**Task:** Below is a block of records; reproduce all of them exactly and leave out any pictures.

Photo object pointing records:
★ ★ ★ ★ ★
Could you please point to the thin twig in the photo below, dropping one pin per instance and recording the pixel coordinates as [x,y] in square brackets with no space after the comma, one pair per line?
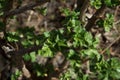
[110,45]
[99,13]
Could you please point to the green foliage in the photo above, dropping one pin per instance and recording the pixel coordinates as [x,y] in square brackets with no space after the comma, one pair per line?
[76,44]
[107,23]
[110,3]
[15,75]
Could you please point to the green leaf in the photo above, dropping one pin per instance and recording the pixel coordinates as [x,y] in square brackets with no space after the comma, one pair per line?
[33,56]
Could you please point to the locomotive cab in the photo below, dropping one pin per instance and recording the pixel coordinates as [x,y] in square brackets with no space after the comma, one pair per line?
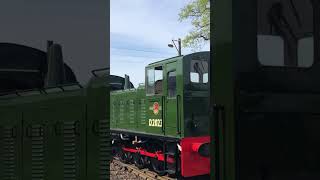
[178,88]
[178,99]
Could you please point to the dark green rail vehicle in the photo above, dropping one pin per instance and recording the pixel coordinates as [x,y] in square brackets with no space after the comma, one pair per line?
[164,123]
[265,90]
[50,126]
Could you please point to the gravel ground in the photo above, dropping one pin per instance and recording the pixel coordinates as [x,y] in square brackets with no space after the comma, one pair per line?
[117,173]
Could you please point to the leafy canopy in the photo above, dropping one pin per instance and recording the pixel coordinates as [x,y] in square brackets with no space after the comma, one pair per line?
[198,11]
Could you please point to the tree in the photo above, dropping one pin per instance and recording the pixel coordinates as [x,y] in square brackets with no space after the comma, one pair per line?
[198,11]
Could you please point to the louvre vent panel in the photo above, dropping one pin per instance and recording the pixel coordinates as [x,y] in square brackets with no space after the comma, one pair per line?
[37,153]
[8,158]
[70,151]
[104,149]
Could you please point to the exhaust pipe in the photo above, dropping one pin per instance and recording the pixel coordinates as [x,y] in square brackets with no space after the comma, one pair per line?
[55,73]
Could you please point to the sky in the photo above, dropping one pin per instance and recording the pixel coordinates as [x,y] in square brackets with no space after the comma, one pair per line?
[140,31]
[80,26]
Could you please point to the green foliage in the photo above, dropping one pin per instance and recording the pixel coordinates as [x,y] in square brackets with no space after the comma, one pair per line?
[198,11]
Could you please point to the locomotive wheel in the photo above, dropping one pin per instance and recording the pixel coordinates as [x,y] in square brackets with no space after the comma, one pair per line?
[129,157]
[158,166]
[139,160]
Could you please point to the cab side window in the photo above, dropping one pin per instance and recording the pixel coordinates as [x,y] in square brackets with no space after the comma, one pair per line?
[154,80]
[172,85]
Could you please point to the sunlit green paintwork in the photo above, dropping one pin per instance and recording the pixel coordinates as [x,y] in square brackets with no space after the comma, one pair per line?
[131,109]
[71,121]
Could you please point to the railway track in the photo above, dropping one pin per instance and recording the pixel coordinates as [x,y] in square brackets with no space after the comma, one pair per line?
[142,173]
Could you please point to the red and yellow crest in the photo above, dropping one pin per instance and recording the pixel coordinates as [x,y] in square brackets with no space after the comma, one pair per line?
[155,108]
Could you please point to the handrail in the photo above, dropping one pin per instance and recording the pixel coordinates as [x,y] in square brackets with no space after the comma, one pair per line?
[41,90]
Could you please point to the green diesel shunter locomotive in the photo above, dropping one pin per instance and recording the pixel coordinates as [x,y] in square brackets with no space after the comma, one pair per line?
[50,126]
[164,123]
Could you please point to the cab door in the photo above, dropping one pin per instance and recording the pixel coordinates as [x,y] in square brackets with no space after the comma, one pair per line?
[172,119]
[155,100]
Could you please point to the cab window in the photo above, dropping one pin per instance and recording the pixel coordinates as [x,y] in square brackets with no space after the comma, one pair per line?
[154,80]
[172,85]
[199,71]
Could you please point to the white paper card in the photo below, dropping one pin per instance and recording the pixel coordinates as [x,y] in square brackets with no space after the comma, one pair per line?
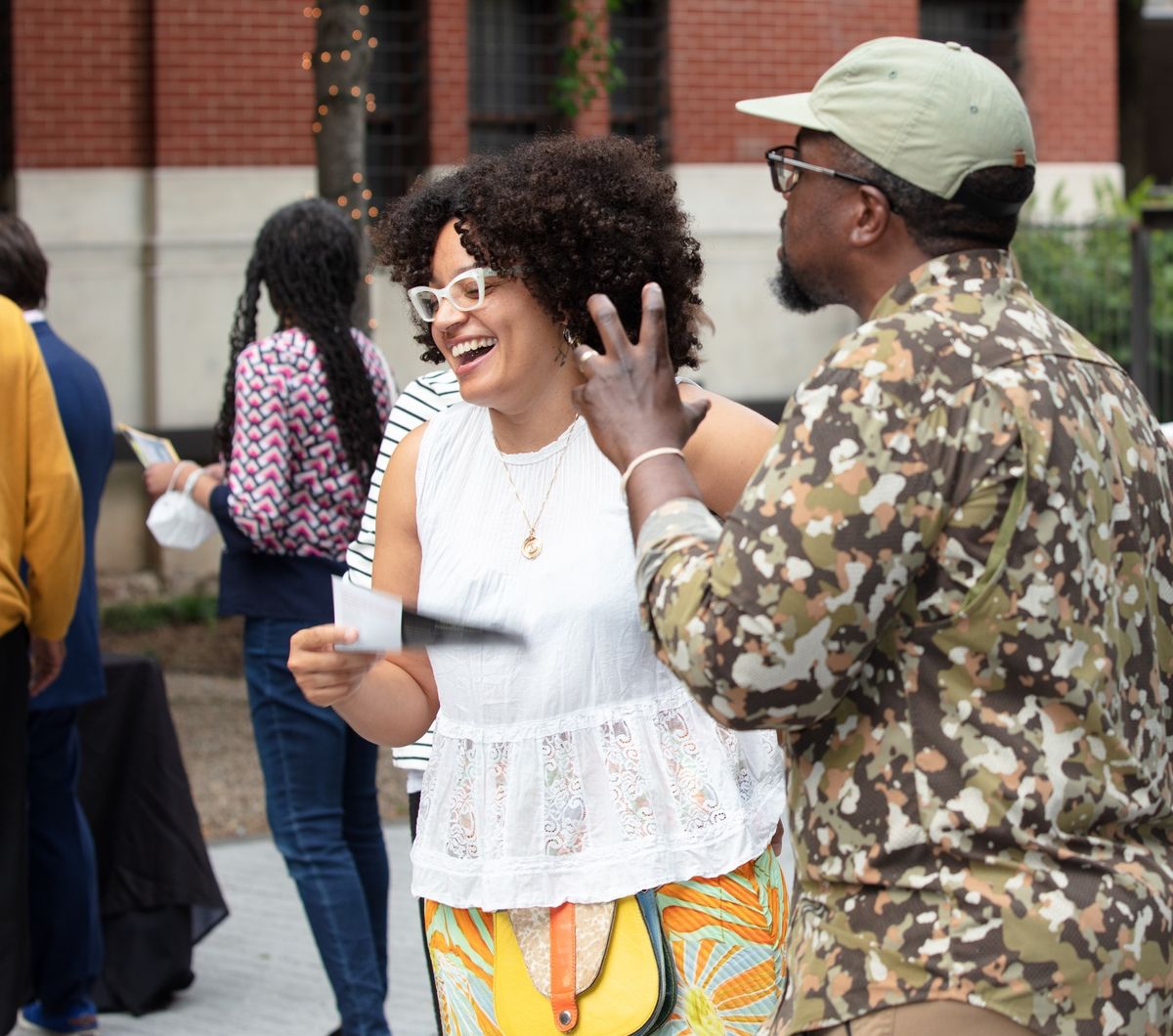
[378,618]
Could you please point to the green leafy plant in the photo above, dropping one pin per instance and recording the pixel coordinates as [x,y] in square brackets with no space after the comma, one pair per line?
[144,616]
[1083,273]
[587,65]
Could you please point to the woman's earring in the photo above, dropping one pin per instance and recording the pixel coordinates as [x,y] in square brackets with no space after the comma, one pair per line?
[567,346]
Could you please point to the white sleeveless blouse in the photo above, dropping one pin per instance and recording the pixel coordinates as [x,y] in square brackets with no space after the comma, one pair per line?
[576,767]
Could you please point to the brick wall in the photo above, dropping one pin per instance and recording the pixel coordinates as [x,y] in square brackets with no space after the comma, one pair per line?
★ ★ ★ ★ ★
**Task output:**
Could you please point to the thin twig in the photo below, dropping one pin per instance and recording the pixel coordinates as [x,y] in square brackets with no space after the comma, one pair per line?
[110,45]
[99,13]
Could you please point to the green foliage in the photo above, dropping one pin per instance and recording the pixel coordinates as [x,y] in square brackets with no space after the comma, one pair per line?
[76,44]
[107,23]
[110,3]
[15,75]
Could you please point to the green leaf in the photo above, dropping one pin per instance and recording the pixel coordinates as [x,y] in square brackets with no space after the comma, one pair per line?
[33,56]
Could you please point to the locomotive cab in the photo below, dropping one pin per instance and recording the pixel coordinates as [x,y] in square brackets with no space after the comma, one pair per line?
[178,88]
[178,99]
Could you please point to the dark green rail vehicle in the photo above, dropping one pin per instance and recording the pixel coordinates as [x,y] in square brackets with no space after the comma, one pair per line?
[164,123]
[265,90]
[50,126]
Could you please point to the gravel ground in the photo above, dropping one pin per instance and recording the pixel coordinates as [x,y] in square brackets with no space after the comma, one pair per line?
[117,173]
Could you please point to the leafy canopy in the photo above, dropping one pin per instance and recording the pixel coordinates as [x,y] in square brackets with no space after the comma, one pair per line?
[198,11]
Could you please point to the tree in the photo above, dropping one pin per instance and recording the pixel coordinates as [x,y] in square brackets with no space after the comma, one pair per line?
[198,11]
Could you please point to the louvre vent panel in the photo above, dropping one pin per instance and recording the pixel coordinates as [x,y] in square brackets with no space after the comma, one pair per line?
[37,153]
[8,158]
[70,151]
[104,149]
Could you please point to the exhaust pipe in the photo above, dropping one pin per instance and recording the pixel coordinates as [x,y] in square brackets with no space after the comma, one pair per line?
[55,73]
Could you please point to the sky in the photo above, dropping one pin per instance and recording the pixel coordinates as [x,y] in square brackets with no space after the comma, one pair per line?
[140,31]
[80,26]
Could you please point to the green foliage in the photo above, dropping one pin per instance and recording the pixel coordinates as [x,y] in square brackets with no space after the comma, one pair per line?
[198,11]
Could you please point to the locomotive wheel in the photo above, dropping one pin per instance and recording the pixel coordinates as [x,y] in square brackets with no space after the comma, one pair per line?
[129,157]
[158,166]
[139,160]
Could you please point to the cab side window in the photo above, dropping one pin per instance and recording the pixel coordinates as [x,y] in square brackets with no space after the comma, one pair per line?
[154,80]
[172,85]
Could you please point to the sunlit green paintwork in the photo above, dropping one pin per instance and recording the pixel coordinates as [x,y] in square brackets with no space after the comma, one pair per line?
[131,109]
[71,121]
Could you please point to the railway track in the photo above, dropping one pin per instance and recording the pixel coordinates as [x,y] in square brackets with no space after the comma, one pair per line?
[142,173]
Could you please point to the red and yellow crest in the photo above, dropping one pin per instance and recording the pixel coordinates as [x,y] in square brackets with no space after the comma, one pair per line?
[155,108]
Could you please point to the handrail in the photo above, dropping one pin per instance and recording the pixel coordinates as [x,y] in square brackets with no space after the comma, one pair per line?
[41,90]
Could you please point to the green diesel shunter locomotive in the photo above, dropping one pin per instance and recording the pixel coordinates as [x,y] in square brackets with no space after the comma, one pair per line?
[50,126]
[164,123]
Could you please point to the cab door in the photo above, dropping one pin per instance and recording the pixel coordinates as [x,y] in square brackets with no space after the comma, one pair per line?
[172,119]
[155,100]
Could you please point to the cab window in the photo above, dropping one pin per instance and recording the pixel coordinates as [x,y] in square brackets with no space after the comma, one pair per line?
[154,80]
[172,85]
[199,71]
Could you please point to the white paper card in the photo below, dropping one pin per instance and recording the pixel coordinates as [x,y] in square brackets with no space after the comma, one pair per line?
[378,618]
Could you please point to the green leafy plant in the photo above, dropping one pin per instance and recording the pixel coordinates as [x,y] in square brackets with no space after the comma, one pair per line?
[144,616]
[1083,273]
[587,65]
Could you please point to the woman's earring in the photo above, dropping one pin per instance and recording the pixel coordinates as [x,y] in square brackets with no space after the comma, one pair per line?
[567,346]
Could you please point to the white sleeveless blouse in the photo above, dropping one pin per instance and recording the pixel coordinates as [x,y] in square brackets with no space after the comma, one pair per line?
[576,767]
Could you please point to the brick wall in the photo above, dropping one pin per instance and recording the pixel coordinates as [x,y] in square brackets with no space after the comma, one pair per line?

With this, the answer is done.